_TASK OBJECTIVE_
Pick up the AirBnB stay account and carry it on from its last sentence.

_DOCUMENT EXTRACT_
AirBnB: I don’t think I would do it again unless it was a house or condo specifically purchased and made up for guests where no one lives regularly. There is something really weird about staying in the home of strangers who just happen to be away. I don’t even sleep in my friends’ beds. I don’t even stay with my family when I visit them. Not that I wouldn’t sleep in my friends’ beds or my family’s beds. But like Goldilocks, the bed of a stranger would likely not be the one that feels “just right.”
There are upsides to AirBnB. You can get something pretty spectacular for less money than a hotel. We stayed in this amazing and huge house in the Ballard neighborhood of Seattle (I found it on Zillow for a “Make Me Move” price of $1.6 million). It had several bedrooms, a sweeping staircase, a piano (out of tune), a huge kitchen/family room combo, interestingly appointed living and dining rooms. And a big, lovely bed and bedroom (bathroom outlets not working) with a deck — that was the best part. There were strict instructions not to go into the wife’s closet (no problem there).
I went to do laundry and noticed the wife had left some of her and their child’s clothes in the washing machine, including a white thong. After I washed my things I put their garments back in the washing machine. Which is weird, I know, but AirBnB is weird. The odder thing happened when I was on the floor getting something out of my suitcase. I noticed an empty wine glass under the bed. So bizarre! And then I spent a good 10 minutes trying to decide what to do about it. Just put it in the dishwasher? Leave it there? Was it a guest-trap — like, if I hadn’t been looking under their bed I would not have seen it? In another flourish of overthinking I decided to leave it there. It might still be there haunting new guests for all I know.

_DATA SHOWN_

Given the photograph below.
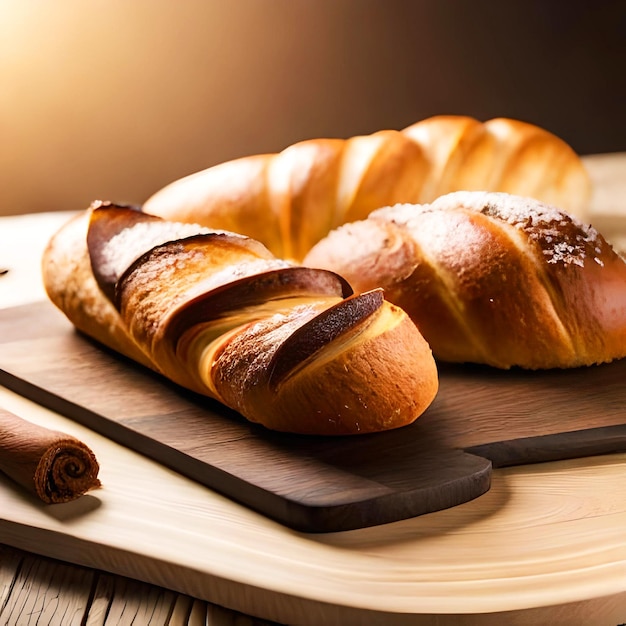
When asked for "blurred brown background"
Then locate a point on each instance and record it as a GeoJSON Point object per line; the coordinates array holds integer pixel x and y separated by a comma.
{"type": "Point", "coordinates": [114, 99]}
...
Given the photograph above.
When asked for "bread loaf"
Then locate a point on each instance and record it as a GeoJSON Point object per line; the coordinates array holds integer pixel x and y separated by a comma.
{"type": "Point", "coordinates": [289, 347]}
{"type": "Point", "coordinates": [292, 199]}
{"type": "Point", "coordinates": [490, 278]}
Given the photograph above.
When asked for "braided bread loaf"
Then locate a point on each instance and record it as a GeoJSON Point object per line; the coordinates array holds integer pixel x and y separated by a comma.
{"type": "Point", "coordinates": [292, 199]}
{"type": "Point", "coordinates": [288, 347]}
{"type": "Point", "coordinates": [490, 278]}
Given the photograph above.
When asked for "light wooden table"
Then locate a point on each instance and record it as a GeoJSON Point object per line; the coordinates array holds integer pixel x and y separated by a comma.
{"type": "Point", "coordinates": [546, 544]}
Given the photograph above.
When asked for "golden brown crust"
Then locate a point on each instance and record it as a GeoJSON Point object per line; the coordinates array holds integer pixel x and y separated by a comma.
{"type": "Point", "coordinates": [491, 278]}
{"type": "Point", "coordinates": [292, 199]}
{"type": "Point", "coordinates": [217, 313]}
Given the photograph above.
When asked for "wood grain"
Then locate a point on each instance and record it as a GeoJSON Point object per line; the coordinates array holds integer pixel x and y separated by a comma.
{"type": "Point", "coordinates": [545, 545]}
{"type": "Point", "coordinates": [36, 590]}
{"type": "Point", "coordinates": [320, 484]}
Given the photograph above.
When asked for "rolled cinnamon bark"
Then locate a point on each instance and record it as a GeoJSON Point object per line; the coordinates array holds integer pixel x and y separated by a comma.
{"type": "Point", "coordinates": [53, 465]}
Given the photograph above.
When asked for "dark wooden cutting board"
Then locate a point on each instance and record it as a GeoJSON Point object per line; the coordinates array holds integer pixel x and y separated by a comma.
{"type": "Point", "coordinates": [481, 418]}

_ANSWER FOR THE TASK_
There were French doors in one of the other bedrooms that I didn’t notice were thrown wide open (maybe to air out the place for our stay?) until the end of our visit. I closed that but not without overthinking it. I tried to stay out of sight of the neighbors for the most part — I got a few looks while watering the couple’s legion of plants. I was surprised that even in a huge house you could hear the voice of the little kid next door echoing through the house in the morning in a disembodied howl. Come to find out…the neighbors didn’t have a child at all.
In the end I left the couple a stellar review and the husband did the same for us. My general awkwardness probably says way more about me than AirBnB, but I think it helps to know if you’re even slightly neurotic AirBnB might not be for you.
Jenn Sutkowski thinks even weirder than AirBnB is being expected to make conversation with strangers before coffee — RegularBnB. Spooky.
This Full Frontal column appears originally in the Newport Mercury.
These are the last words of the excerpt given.